#### [Given task]
Pull out every line in the items below that contains the word "black". Case counts.

(Items from a data source)
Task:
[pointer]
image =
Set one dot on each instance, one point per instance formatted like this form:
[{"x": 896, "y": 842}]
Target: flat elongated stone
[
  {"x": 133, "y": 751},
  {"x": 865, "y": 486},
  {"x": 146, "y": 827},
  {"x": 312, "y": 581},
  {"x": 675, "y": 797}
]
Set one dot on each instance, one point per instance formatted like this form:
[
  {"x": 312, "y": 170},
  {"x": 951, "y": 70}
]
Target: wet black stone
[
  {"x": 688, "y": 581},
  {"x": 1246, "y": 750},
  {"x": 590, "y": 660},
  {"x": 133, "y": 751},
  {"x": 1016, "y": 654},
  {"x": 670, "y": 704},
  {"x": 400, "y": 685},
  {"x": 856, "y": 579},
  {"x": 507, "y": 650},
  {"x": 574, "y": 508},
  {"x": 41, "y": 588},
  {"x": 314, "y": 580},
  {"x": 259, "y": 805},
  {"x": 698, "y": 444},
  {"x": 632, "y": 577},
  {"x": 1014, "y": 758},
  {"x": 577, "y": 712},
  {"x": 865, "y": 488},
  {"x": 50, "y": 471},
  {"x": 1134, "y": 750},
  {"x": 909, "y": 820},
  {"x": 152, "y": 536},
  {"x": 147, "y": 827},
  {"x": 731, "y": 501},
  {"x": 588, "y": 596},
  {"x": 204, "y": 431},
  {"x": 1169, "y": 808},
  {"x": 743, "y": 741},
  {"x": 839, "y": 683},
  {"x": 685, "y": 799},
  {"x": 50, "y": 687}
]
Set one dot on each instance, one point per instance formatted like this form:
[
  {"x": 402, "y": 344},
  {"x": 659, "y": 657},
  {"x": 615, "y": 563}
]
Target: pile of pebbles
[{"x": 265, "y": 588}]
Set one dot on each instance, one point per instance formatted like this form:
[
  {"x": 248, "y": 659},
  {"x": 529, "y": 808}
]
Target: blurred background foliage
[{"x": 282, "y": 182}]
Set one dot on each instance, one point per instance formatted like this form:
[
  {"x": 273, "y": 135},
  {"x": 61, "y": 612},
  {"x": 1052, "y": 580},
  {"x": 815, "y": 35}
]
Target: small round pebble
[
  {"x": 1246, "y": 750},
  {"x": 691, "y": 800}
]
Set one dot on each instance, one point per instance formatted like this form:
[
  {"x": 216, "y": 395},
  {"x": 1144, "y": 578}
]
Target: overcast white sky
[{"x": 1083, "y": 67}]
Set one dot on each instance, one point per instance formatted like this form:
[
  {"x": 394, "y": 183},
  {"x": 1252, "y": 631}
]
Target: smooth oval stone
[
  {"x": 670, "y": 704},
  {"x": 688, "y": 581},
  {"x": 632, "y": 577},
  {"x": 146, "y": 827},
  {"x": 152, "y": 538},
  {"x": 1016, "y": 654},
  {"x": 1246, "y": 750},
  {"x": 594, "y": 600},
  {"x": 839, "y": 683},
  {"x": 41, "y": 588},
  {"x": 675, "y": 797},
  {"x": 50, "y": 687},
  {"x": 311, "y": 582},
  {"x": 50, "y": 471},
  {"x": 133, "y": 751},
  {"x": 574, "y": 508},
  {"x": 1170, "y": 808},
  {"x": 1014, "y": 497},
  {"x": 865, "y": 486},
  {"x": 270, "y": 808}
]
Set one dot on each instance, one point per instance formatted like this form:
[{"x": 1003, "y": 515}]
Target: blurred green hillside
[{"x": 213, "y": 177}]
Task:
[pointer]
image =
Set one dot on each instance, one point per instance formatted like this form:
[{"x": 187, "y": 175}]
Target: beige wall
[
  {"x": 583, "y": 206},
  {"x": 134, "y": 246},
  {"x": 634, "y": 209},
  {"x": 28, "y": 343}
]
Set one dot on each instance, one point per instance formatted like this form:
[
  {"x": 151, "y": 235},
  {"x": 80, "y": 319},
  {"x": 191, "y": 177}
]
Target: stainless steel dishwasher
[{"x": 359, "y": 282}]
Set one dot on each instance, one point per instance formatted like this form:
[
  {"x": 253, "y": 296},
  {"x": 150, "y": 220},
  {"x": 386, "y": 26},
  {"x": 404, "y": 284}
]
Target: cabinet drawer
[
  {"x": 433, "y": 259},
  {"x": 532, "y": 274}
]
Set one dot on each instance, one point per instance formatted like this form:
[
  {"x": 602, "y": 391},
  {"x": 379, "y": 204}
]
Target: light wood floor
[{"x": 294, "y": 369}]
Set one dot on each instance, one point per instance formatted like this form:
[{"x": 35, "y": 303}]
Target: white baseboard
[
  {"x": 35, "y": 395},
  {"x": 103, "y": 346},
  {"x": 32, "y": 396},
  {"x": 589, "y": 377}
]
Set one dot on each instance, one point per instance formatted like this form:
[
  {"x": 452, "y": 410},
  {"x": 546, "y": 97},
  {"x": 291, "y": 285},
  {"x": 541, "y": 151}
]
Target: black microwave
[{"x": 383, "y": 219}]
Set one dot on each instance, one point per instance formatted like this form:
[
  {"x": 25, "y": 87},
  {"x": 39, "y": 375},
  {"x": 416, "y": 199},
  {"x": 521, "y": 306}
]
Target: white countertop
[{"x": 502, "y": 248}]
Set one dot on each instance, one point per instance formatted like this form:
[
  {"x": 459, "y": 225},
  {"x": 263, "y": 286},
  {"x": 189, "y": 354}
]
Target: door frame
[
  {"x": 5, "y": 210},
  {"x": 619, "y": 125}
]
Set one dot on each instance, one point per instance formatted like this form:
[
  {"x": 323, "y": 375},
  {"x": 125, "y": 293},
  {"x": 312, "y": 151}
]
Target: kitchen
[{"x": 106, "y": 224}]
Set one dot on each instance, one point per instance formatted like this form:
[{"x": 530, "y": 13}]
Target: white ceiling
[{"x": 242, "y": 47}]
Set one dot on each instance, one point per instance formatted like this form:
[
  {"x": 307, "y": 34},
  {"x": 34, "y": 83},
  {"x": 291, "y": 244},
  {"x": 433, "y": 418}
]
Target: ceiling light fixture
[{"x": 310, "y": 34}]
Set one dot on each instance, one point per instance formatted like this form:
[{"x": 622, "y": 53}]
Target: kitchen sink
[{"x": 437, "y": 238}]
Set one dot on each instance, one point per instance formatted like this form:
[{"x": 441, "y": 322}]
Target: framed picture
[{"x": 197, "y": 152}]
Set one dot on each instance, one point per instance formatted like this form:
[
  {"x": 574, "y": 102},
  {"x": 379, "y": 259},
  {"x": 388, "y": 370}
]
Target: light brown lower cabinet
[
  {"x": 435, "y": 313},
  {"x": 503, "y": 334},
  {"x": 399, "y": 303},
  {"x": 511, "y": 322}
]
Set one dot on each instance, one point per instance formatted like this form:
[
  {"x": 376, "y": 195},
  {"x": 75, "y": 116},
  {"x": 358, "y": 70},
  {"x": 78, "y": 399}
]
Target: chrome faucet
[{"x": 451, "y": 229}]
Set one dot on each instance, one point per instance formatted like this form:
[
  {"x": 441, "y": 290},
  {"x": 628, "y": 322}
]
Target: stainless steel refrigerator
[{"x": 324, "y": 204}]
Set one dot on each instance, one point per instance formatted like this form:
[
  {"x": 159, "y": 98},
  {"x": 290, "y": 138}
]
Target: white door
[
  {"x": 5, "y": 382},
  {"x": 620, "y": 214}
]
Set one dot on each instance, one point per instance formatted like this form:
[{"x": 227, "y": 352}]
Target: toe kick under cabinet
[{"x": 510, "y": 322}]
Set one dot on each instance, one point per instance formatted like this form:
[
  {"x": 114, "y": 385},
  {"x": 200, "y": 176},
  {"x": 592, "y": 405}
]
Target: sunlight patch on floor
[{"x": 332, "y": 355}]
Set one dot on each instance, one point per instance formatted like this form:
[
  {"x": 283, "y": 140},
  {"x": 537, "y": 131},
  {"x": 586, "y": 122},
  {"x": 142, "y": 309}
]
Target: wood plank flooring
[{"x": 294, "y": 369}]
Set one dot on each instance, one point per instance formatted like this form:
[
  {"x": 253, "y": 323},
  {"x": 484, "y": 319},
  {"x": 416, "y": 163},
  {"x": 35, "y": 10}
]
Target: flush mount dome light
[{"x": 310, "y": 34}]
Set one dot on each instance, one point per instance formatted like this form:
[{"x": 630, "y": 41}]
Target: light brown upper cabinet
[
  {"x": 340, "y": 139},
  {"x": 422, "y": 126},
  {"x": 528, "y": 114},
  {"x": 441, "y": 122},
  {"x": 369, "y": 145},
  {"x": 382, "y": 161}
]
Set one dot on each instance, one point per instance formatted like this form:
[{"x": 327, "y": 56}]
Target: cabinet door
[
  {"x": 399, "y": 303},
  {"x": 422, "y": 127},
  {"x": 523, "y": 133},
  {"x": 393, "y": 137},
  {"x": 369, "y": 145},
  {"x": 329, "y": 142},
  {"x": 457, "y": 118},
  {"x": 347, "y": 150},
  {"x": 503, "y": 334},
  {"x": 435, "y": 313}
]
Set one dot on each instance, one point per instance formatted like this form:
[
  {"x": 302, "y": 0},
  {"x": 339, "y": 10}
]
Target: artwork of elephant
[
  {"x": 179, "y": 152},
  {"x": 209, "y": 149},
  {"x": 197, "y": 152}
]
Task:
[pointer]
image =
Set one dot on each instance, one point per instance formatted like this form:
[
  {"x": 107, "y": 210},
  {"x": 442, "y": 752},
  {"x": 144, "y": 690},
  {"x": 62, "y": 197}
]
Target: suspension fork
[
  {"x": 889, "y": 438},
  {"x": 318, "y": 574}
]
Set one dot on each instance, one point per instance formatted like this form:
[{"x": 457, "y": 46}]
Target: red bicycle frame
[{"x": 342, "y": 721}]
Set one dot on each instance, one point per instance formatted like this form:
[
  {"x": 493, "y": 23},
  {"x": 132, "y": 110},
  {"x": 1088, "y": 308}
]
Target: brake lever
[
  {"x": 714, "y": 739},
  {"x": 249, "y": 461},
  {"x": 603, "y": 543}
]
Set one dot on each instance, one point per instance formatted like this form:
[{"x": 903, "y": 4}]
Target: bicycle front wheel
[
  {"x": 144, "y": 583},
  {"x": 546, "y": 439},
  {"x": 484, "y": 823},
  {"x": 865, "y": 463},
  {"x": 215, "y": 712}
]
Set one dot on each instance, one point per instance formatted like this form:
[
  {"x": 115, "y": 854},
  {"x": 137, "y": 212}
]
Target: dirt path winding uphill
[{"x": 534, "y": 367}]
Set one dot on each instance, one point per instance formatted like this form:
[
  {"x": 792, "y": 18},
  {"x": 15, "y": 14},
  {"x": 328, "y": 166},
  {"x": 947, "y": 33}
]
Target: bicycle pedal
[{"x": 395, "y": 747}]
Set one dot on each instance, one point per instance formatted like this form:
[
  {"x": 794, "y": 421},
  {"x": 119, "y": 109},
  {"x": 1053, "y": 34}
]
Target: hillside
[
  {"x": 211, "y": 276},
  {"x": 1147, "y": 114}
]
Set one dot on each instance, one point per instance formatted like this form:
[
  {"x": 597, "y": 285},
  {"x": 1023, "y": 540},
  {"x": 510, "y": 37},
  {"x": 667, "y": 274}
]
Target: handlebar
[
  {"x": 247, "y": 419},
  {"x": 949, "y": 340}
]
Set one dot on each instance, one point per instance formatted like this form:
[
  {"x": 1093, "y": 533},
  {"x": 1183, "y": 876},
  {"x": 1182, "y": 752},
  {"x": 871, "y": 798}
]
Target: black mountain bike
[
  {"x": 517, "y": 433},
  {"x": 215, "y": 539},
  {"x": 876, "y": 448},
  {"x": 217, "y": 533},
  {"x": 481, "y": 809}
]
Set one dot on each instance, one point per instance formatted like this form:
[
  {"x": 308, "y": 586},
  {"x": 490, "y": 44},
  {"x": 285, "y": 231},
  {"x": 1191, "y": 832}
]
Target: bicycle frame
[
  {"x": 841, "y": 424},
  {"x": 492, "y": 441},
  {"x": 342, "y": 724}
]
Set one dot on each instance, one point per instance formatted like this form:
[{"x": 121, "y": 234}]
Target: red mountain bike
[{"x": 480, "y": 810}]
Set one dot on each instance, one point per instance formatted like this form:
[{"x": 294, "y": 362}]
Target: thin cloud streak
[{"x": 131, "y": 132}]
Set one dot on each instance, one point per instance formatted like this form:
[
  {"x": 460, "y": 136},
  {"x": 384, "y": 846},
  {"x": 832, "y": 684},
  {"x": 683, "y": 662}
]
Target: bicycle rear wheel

#### [Result for this exercise]
Target: wet black stone
Target: black microwave
Target: black mountain bike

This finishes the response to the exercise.